- **WHAT TO WORK ON**
Continue the piece about the bishop's patchwork pillow from where it stops.

- **SOURCE DOCUMENT**
>> Begin

The History of a Pillow

Once upon a time there was a bishop.

He lived a long time ago in beautiful Italy, in Tuscany. This bishop had a niece whom he was very fond of. And this niece - it is rumored - made history.

We fast forward.

The bishop died in 1477 AD and, at his request, was buried in the church of Impruneta, where he held office and dignity until his death. A bomb fell on this church during World War II. Damaged them, as well as the bishop's sarcophagus. When the congregation examined the damage, something astonishing was discovered: the bishop had a small pillow under his head as a burial gift. On closer inspection it turned out that this is an artistically sewn patchwork cushion. It was - so it whispers through space and time - the bishop's favorite pillow, which his niece probably sewed for him. It is one of the oldest European patchwork works! On the Internet it is said that this is probably the origin of the "foundation piecing method" in patchwork.

Have a look:

Front of the "Cuscino del vescovo Antonio degli Agli"

This is one of the few pictures of this pillow that can be found on the internet. While one or the other piece of fabric has completely dissolved, the pillow is by and large in pretty good condition. I mean that it was placed in a grave in 1477.

We see a total of 836 individual pieces of fabric. And that only on the front, the back is also sewn together from many parts. And did I mention that this pillow is only about a square foot? There are a few people on the internet who have looked at this pillow and for some reason the English Wikipedia page says that this pillow could have been sewn using the foundation piecing method. Unfortunately, I have not been able to find the source of this claim. The same few lines from Wikipedia are just quoted over and over again.

Can this be?

Anyone who has dealt with patchwork and who is capable of the foundation piecing method (FP) should actually scratch their heads here.

With the FP, you don't just sew the pieces of fabric directly together, but work with the help of a carrier fabric on which the pieces are placed. There are different variations and approaches here, but they have one thing in common: they don't really help with this pattern.

Of course you CAN sew this pattern, which is generally based on the "Rolling Star Block" and thus wonderfully classic patchwork, using the FP method. But that doesn't really make sense. Just to be able to sew the small nine-patch blocks between the star tips of the individual blocks, you would have to start over three times with FP and sew all 3 rows of three of the block individually before putting them together. Does that save anything? I do not think so.

Especially not if you do the math.

>> End

Location labeling entries
>> Begin

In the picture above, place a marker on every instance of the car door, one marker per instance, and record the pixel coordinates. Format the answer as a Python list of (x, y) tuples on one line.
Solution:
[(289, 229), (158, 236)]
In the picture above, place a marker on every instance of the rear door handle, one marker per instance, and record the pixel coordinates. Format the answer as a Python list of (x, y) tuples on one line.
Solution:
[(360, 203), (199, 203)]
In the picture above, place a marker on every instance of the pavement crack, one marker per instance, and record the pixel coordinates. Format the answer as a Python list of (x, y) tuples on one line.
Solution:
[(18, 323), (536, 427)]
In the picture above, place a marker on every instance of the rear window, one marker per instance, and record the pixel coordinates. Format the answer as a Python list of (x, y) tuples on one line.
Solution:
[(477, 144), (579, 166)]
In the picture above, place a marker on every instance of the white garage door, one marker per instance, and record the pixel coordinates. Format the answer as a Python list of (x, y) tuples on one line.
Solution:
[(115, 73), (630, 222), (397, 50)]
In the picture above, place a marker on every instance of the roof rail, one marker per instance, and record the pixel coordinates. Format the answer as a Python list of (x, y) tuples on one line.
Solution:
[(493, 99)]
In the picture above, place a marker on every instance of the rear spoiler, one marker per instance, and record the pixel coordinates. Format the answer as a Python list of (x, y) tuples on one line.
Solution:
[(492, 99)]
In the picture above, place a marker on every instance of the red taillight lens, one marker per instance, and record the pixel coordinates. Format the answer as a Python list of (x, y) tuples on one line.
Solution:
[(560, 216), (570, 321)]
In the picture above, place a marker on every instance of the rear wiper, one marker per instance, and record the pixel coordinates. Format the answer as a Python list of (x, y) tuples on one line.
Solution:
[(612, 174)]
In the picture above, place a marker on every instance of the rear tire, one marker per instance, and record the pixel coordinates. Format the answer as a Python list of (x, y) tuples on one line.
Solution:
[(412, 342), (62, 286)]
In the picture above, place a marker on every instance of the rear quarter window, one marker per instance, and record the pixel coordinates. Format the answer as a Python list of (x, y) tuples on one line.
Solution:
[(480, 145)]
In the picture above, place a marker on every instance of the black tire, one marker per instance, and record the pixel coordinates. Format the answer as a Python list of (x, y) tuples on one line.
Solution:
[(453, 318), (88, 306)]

>> End

- **RIGHT ANSWER**
The pillow measures a total of about a square foot. This means that one of the nine star blocks including the half diamonds on the outside is around 4 Inches in size. If you calculate that down to the smallest of the squares, you end up with an edge length of 1/4 Inch. (At this point I would like to thank my brothers, who have calculated this for me! I have to round the decimal places a bit, but that's about the same.)

Detail of my work.

This is really small!

Unfortunately, I haven't found any further evidence why so many (or just one much quoted?) people assume that this pillow could have been made with the help of FP.

Second theory: In the worldwide patchwork network, the terms are not always used 100% exactly and on another page it was said that this pillow was the origin of "EPP", ie English Paper Piecing. With English Paper Piecing, the individual shapes are cut out of paper, covered with fabric and the individual parts are sewn together edge to edge. The advantage here: acute angles can be worked out very precisely and accurately. But here again the smallest of the squares are the problem. I cannot imagine that in the 15th century a seamstress would sew fabric around paper squares that were about 1/4 Inch long.

My curiosity was aroused!

I wanted to try out whether it would also work "without". Minimalistic, down to earth. Back to basics.

And what should I say? It works!

It took a while and it's not something you do on the couch in the evening, but I think that it's the easiest way to do it in the classic way. Cut pieces of fabric including seam allowance, draw the seam line and sew together by hand.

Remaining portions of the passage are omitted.